• _ASSIGNED TASK_: Return the data that follows exactly as it appears. Pictures do not belong in the copy.

________________

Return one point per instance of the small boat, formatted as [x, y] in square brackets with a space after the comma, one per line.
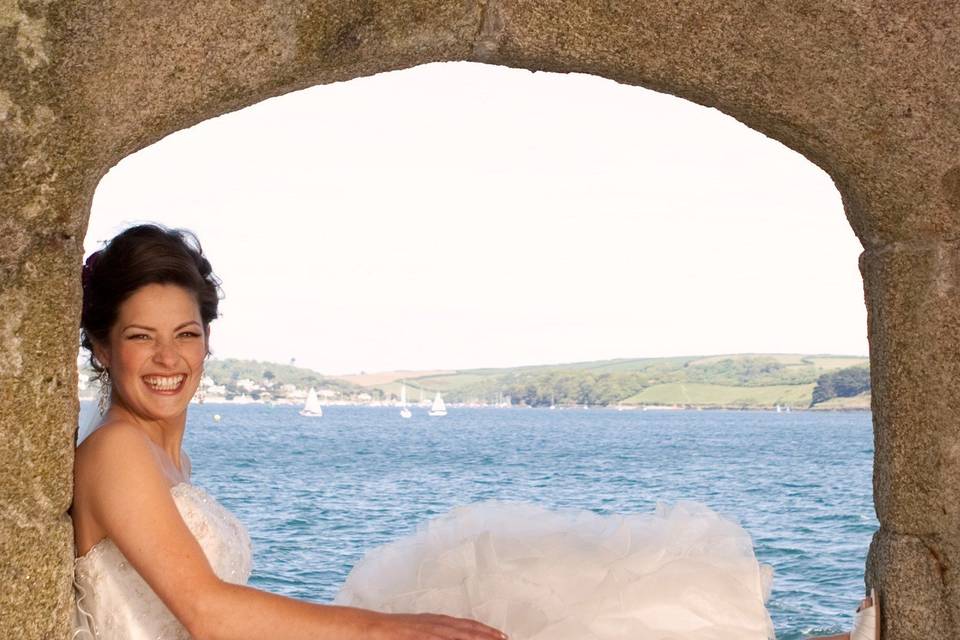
[404, 409]
[437, 408]
[312, 408]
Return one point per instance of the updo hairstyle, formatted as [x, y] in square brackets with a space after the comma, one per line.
[142, 255]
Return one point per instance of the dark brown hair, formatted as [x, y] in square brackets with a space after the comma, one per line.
[142, 255]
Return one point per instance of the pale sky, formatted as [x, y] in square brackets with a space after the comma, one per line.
[458, 215]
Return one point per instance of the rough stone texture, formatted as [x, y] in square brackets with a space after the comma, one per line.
[914, 329]
[866, 90]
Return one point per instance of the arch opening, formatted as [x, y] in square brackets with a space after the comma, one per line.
[383, 281]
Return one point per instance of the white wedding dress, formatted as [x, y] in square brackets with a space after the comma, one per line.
[680, 573]
[112, 601]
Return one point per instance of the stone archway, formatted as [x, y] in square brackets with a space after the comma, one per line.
[867, 92]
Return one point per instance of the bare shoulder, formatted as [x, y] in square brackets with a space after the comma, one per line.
[187, 465]
[112, 452]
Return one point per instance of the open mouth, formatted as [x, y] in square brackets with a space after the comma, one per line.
[165, 384]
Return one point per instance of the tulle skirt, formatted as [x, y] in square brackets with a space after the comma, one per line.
[681, 572]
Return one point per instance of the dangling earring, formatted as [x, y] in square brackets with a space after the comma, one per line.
[201, 394]
[103, 399]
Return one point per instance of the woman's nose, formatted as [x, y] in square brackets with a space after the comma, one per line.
[166, 353]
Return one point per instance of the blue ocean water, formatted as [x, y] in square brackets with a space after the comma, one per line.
[316, 494]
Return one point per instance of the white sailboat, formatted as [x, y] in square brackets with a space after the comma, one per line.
[437, 408]
[312, 408]
[404, 410]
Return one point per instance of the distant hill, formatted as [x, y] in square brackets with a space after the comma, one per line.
[747, 381]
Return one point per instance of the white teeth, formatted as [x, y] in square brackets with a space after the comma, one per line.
[164, 383]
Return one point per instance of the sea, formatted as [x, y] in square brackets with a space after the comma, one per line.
[317, 493]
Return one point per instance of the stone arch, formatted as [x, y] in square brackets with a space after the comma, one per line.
[868, 92]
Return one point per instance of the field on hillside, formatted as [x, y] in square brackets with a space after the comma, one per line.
[733, 381]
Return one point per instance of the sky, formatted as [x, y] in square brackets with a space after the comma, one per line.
[459, 215]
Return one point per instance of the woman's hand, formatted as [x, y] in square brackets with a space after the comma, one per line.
[428, 626]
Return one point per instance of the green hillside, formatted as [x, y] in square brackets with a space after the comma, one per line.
[729, 381]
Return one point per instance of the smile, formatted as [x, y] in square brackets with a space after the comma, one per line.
[165, 383]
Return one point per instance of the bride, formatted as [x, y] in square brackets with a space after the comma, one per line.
[157, 557]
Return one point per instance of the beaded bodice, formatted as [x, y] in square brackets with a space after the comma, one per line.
[114, 603]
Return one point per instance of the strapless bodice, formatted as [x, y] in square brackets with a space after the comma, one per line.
[112, 601]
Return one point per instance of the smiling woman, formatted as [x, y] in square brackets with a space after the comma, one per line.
[156, 557]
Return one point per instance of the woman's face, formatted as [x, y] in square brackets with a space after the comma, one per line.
[156, 351]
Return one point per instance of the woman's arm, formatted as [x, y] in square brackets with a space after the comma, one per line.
[130, 499]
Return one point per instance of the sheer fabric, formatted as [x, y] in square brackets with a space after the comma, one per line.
[682, 572]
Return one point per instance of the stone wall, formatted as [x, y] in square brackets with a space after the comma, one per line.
[869, 91]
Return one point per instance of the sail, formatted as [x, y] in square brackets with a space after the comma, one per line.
[438, 407]
[312, 406]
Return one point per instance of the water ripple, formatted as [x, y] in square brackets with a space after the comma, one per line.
[316, 494]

________________

• _EXERCISE OUTPUT_:
Return one point per instance of the small boat, formatted as [x, y] in square brackets with a space after the comma, one per line.
[404, 409]
[437, 408]
[312, 408]
Return one point per instance of the updo hairstyle, formatted as [x, y] in square brackets with a space after the comma, one per line.
[142, 255]
Return one point per instance of the dark brown hair, formatted as [x, y] in square brackets with a space after the comma, one per line.
[142, 255]
Return one point per instance of the pale sky, formatted as [x, y] in square brackets with a space after the comma, one per line.
[458, 215]
Return one point per instance of the rough stone texture, formatted as [x, y] in square brackets with a space after the comma, one per line.
[914, 329]
[866, 90]
Return one point per instance of the arch opening, formatted as [x, y] in square brackets with a space after the comma, one per line.
[383, 281]
Return one point per instance of the white wedding dress, formatted as [x, y] in square brackets with a space after the comma, one per line.
[680, 573]
[112, 601]
Return one point per instance of the stone archway, formatted as [x, y] in square brackets with a space after the comma, one per line.
[867, 92]
Return one point per instance of the bare shoulder, formatted as [x, y] in square brackets with a space after the comma, one per line.
[187, 465]
[112, 452]
Return one point per instance of the open mouth, formatted as [x, y] in square brackets with a space after the comma, one per line.
[165, 384]
Return one point per instance of the tulle skirt, formatted as [x, y] in square brackets with a space after the comma, one per line.
[681, 572]
Return one point per instance of the dangling earring, formatted as [x, y] in square brackets with a space after the comma, one per line.
[201, 394]
[103, 399]
Return one point per instance of the woman's nose, formatted as [x, y] in square brackets with a space after the comma, one per line.
[166, 353]
Return one point per instance of the blue ocean water, formatted as [x, y] in square brackets with a space after the comma, one per line.
[316, 494]
Return one point per instance of the white sailboat, formatted as [x, y] in square brackets with a space after the comma, one per line.
[437, 408]
[312, 408]
[404, 410]
Return one point per instance of the distant hill, formatted as [x, y] in square brackets with a space after the comma, one per line.
[747, 381]
Return one point per instance of the white teeth, formatted as [x, y] in square brackets with a space after the comma, one per line.
[164, 383]
Return one point per instance of the sea, formatted as [x, y] in square brackets with a space after the comma, one per line.
[317, 493]
Return one point per instance of the stone arch, formatted as [x, y] in square brackets with a space after the comma, one per line.
[868, 92]
Return one point per instance of the field on hillside, formatted as [x, y] in square brackets with a space after the comma, one per line.
[733, 381]
Return one point per instance of the sky, formatted as [x, y] in square brackets with a space after the comma, one per line.
[459, 215]
Return one point per instance of the woman's hand, formatted as [x, y] in square brackets with a space after the comma, one per line.
[428, 626]
Return one point per instance of the green hillside, formatted as [x, y] in square brackets with a space after the comma, one per line.
[729, 381]
Return one point per instance of the smile, formatted as [x, y] in square brackets with a space after the comma, one per line.
[165, 383]
Return one point per instance of the bride, formatted as [x, y] in square brackets with a space after the comma, one per line.
[157, 557]
Return one point per instance of the beaded bodice, formatted as [x, y] in square brackets with a space after the comma, one per line.
[114, 603]
Return one point per instance of the strapless bodice, formatted as [x, y] in square brackets with a space after the comma, one per line.
[112, 601]
Return one point per instance of the smiling woman, formatted as [x, y] in square brackets with a space after the comma, one per line.
[156, 557]
Return one point per instance of the woman's face, formatted as [x, y] in square brackets with a space after the comma, one per line.
[156, 351]
Return one point per instance of the woman's arm, formatted as [x, y] in square brackets with a space after the comma, one per line.
[130, 499]
Return one point per instance of the sheer fabric, formatted as [x, y] in square brackets with a space after the comma, one per line.
[682, 572]
Return one point per instance of the stone wall, formatted as [x, y] in square brackets with a space after the comma, one per line.
[869, 91]
Return one point per instance of the sail, formatted as [x, y] in square brackets with a space after the comma, one per line.
[438, 407]
[312, 406]
Return one point per instance of the water ripple, formatted as [x, y] in square brackets with a space after the comma, one per line.
[316, 494]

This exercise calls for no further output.